── Materials provided ──

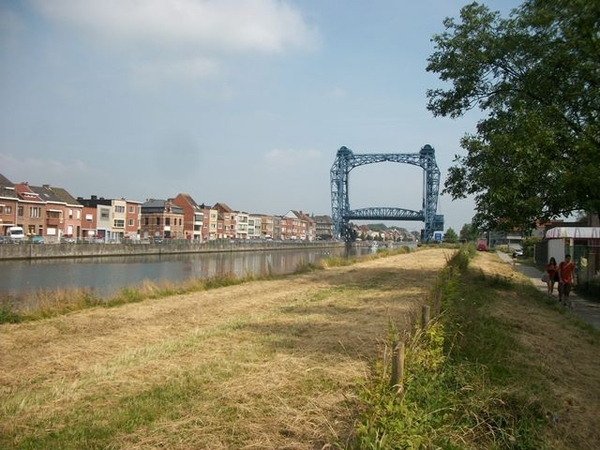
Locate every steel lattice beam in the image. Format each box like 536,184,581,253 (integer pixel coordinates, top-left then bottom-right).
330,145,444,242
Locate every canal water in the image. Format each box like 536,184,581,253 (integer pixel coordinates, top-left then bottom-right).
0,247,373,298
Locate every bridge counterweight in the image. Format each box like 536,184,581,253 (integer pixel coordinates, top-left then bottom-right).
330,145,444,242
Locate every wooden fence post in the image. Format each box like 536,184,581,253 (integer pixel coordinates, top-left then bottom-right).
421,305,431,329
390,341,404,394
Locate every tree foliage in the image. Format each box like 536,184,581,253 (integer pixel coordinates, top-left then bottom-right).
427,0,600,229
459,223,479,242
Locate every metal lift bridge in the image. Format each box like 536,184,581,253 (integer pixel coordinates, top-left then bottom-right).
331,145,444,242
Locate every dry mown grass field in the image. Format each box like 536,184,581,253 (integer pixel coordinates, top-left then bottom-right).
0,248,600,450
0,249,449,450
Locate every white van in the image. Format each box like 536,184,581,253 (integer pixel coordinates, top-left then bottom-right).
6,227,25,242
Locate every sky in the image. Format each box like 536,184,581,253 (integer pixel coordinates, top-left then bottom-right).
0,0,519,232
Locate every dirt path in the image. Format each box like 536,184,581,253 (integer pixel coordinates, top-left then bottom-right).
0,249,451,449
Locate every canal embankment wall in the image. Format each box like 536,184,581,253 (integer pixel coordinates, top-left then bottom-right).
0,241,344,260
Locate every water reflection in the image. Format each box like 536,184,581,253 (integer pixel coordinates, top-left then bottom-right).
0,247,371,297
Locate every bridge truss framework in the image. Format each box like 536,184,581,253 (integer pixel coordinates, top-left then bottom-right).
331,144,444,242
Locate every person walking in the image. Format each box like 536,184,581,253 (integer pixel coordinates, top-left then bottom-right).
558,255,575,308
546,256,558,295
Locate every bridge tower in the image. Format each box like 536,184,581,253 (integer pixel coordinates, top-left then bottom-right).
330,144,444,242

───
── Materials provided ──

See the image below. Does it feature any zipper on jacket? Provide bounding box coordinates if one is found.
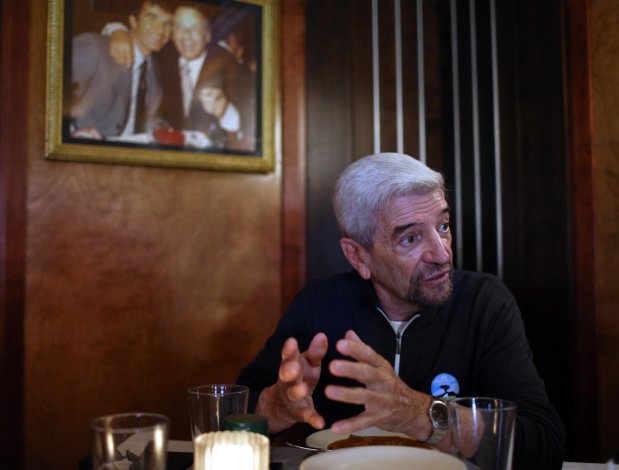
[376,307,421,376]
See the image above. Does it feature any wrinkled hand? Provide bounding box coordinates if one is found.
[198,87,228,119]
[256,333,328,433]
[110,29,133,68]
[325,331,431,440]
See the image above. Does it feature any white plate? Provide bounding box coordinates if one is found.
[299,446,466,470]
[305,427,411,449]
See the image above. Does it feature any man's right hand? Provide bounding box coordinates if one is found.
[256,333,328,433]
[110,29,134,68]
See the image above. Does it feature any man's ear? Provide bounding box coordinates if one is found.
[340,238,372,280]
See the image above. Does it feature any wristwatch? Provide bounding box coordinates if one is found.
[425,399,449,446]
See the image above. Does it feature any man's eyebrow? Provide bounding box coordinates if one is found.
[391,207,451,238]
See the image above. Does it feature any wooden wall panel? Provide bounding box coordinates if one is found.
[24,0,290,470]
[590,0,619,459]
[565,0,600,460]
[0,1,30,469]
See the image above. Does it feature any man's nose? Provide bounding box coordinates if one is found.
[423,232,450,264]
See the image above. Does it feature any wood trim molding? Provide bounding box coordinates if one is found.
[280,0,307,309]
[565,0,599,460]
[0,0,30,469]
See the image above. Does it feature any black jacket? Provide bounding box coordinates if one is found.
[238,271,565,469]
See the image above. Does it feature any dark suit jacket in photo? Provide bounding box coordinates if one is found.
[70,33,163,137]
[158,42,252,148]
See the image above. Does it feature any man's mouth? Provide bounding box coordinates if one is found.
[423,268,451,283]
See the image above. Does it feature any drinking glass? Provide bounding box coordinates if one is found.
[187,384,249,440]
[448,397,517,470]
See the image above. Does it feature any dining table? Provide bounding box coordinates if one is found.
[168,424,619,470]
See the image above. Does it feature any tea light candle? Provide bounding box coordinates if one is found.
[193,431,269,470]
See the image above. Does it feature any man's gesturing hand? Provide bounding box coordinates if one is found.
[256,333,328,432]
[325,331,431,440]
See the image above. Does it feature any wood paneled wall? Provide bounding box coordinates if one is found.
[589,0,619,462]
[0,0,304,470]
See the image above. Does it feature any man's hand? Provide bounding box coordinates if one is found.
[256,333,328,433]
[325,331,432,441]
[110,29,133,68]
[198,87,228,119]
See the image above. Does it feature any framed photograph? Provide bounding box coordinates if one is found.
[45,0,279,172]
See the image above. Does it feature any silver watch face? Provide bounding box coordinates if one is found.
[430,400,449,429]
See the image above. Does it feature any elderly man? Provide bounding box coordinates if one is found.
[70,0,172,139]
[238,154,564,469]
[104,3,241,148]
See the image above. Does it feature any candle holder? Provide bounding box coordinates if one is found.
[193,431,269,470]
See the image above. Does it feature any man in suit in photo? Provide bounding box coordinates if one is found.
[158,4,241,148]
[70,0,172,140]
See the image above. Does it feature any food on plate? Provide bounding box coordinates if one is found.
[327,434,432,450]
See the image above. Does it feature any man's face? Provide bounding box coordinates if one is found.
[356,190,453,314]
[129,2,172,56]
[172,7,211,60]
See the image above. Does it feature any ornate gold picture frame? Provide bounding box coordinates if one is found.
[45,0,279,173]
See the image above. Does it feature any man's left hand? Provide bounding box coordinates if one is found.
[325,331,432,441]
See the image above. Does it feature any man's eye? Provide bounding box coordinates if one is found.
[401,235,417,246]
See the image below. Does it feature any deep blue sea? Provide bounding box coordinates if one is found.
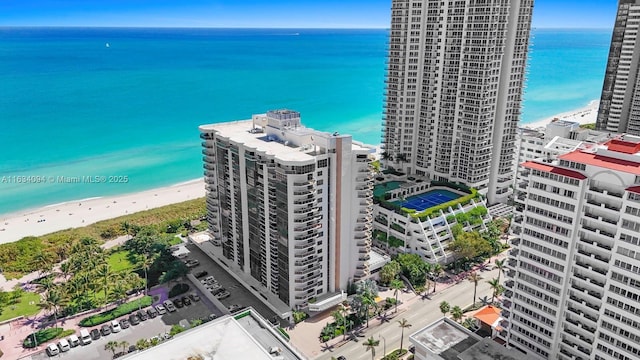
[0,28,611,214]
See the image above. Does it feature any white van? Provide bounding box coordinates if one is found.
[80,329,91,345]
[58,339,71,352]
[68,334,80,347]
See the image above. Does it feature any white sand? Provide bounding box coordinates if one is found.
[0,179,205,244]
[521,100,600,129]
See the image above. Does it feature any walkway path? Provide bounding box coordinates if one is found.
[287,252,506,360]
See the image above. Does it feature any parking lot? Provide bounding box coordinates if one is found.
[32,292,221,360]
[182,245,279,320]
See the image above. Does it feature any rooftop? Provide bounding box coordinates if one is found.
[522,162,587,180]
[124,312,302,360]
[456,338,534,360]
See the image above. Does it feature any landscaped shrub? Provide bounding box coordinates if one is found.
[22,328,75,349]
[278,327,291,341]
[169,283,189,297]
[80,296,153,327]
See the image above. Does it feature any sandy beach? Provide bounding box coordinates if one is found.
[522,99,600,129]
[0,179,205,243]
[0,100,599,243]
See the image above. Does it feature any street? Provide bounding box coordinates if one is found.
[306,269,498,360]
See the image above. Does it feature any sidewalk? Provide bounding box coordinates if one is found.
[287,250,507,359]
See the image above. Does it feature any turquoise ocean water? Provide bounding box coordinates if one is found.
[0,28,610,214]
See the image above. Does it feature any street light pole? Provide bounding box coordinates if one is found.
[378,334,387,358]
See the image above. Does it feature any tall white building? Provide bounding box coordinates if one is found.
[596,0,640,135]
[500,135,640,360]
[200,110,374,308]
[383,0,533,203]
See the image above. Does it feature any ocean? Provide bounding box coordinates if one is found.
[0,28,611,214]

───

→ **Aim of the exercise**
Which lines in the records above contain the word "white"? Pick out each of them and copy it in full.

→ **Completed task**
Locate every white van in the image. Format each box like 536,184,581,253 (integer pixel coordinates, top-left then bottom-right).
See the image above. Does it feature any white plate? Provide bounding box coordinates if one is found.
See the image above. Does it feature any white van? Provide bounding box coordinates if one is found.
See the image above. Does it feature any white sand? Provide bounding box coordinates if one is found.
See the image above. Does it feature any tall white building? Provide bounding box coordinates if one is found.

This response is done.